>> start

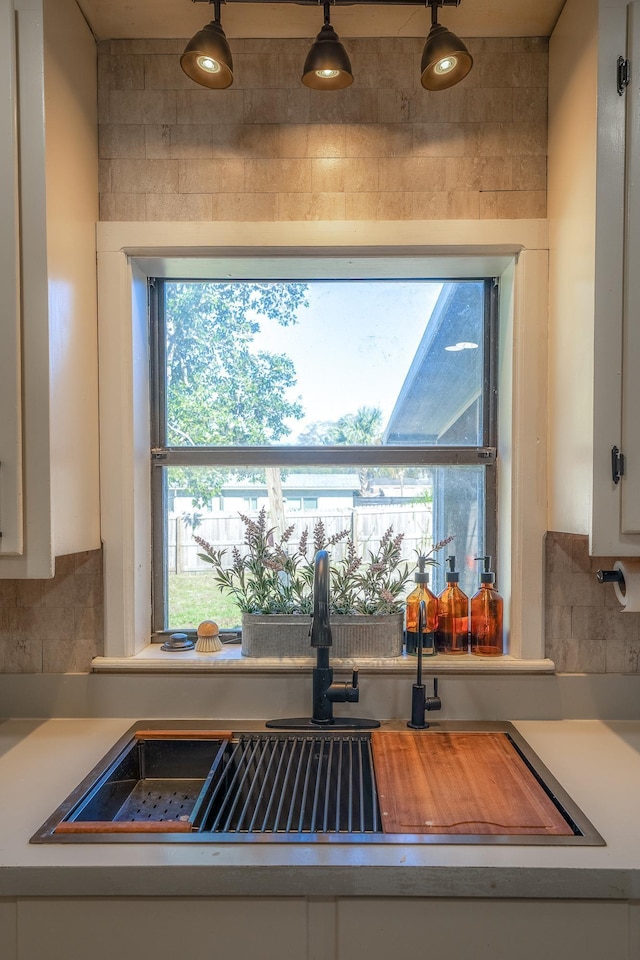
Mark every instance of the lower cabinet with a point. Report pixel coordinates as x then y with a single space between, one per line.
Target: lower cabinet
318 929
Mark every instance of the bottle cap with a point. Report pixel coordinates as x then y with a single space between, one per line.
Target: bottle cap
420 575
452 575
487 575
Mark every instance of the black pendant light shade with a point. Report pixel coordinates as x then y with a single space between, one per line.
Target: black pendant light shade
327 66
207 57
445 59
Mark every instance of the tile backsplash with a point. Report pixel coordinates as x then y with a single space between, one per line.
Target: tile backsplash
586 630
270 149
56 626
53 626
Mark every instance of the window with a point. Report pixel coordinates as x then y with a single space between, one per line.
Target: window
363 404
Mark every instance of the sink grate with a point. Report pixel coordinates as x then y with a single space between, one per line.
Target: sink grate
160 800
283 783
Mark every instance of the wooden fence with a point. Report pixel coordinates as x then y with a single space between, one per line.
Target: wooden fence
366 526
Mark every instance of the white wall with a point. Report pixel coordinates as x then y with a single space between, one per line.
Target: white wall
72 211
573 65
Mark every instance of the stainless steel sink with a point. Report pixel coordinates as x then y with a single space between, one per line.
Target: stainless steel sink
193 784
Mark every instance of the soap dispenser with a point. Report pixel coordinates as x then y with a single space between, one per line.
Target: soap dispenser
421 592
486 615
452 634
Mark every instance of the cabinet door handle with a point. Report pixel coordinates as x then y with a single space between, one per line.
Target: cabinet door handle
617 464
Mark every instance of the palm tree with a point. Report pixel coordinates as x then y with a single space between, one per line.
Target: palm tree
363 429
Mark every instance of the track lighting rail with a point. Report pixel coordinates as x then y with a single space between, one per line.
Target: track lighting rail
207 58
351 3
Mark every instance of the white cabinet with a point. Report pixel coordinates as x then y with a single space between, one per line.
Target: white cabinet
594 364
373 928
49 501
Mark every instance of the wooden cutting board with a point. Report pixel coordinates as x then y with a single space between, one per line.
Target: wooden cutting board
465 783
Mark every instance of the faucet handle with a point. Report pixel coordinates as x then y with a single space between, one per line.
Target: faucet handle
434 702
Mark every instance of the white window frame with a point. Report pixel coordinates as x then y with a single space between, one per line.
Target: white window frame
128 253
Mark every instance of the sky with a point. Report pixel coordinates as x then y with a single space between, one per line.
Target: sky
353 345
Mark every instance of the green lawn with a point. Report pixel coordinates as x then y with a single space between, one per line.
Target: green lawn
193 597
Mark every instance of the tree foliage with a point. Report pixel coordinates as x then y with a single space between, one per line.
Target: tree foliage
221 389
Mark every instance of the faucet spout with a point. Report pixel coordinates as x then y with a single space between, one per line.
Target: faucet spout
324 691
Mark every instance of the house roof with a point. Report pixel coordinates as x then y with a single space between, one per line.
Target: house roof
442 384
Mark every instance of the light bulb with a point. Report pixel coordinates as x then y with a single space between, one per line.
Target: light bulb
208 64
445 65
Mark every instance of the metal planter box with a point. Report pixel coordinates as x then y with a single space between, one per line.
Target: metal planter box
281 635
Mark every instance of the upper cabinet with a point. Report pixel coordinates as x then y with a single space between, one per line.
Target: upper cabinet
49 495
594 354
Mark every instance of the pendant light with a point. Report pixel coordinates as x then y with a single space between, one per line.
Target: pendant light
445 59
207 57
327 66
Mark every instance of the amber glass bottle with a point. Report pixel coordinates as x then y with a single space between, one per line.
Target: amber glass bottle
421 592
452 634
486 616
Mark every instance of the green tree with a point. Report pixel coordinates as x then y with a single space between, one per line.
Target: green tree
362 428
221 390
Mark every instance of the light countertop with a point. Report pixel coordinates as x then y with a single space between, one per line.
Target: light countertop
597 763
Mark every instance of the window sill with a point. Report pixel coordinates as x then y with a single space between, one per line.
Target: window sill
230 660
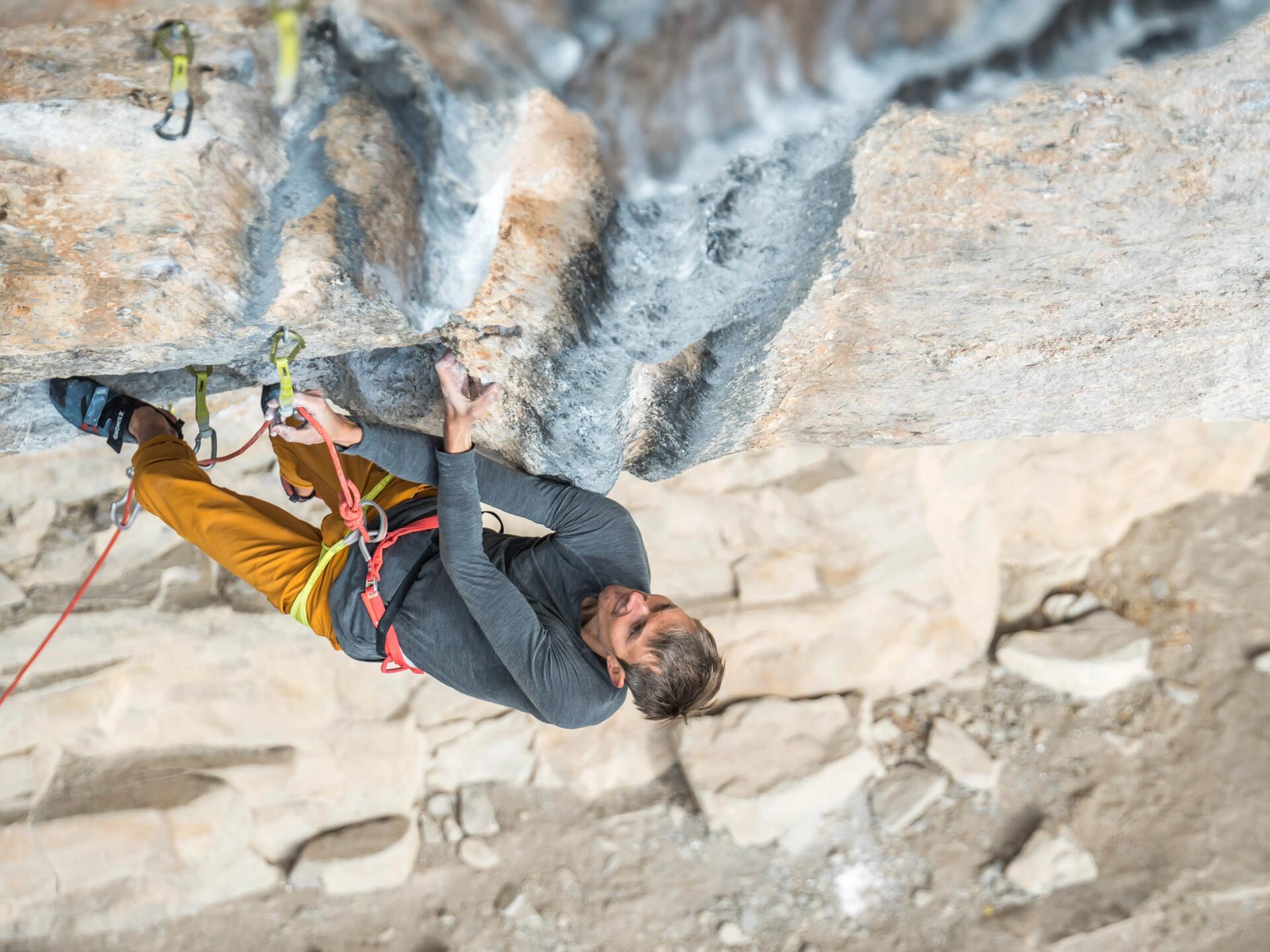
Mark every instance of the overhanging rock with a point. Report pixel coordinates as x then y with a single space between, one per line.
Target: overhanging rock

>> end
>> start

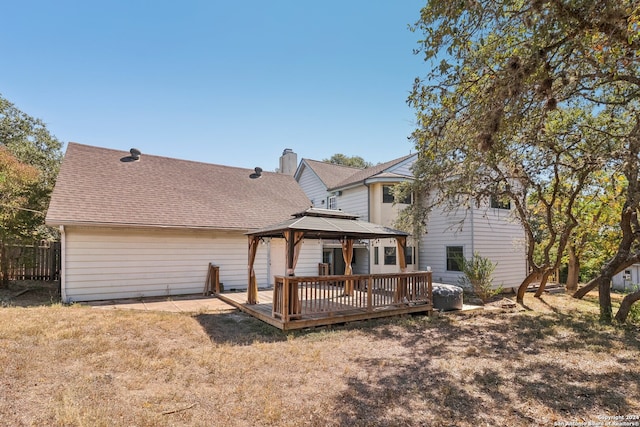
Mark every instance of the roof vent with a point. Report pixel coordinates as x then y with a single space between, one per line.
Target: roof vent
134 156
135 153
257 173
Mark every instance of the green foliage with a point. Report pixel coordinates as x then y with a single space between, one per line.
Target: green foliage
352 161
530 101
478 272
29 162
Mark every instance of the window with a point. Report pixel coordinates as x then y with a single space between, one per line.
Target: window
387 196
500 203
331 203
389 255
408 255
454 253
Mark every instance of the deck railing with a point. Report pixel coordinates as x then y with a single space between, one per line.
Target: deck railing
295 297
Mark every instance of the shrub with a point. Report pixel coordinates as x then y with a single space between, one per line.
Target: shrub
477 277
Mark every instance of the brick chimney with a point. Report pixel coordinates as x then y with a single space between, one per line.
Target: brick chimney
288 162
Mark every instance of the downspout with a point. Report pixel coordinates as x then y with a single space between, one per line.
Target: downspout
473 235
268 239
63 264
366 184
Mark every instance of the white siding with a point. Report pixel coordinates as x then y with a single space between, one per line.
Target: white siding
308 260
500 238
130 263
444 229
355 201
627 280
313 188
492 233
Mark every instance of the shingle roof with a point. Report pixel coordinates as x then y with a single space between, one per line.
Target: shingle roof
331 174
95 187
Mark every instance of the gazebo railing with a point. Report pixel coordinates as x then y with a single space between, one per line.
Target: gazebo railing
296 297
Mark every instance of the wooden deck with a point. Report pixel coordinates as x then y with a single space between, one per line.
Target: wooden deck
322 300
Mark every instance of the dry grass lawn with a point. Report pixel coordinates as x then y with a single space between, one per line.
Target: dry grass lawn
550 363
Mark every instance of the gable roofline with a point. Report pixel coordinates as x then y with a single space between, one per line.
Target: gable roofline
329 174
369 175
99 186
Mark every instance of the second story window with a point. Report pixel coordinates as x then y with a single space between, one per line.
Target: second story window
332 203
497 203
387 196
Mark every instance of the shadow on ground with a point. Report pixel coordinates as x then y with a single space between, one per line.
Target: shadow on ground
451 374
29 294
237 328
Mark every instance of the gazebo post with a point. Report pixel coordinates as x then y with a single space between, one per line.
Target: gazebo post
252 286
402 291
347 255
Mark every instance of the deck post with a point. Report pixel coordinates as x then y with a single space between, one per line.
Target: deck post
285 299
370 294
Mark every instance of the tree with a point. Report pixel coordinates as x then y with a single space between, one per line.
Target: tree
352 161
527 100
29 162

>> end

DESCRIPTION OF THE TASK:
Locate each line in the records above that contains the string "grass" and copy it.

COMPLETE RESPONSE:
Mark every instance of the dry grass lawn with a point. Report pixel coordinates as x then y with a single space between, one per line.
Target: dry grass lawn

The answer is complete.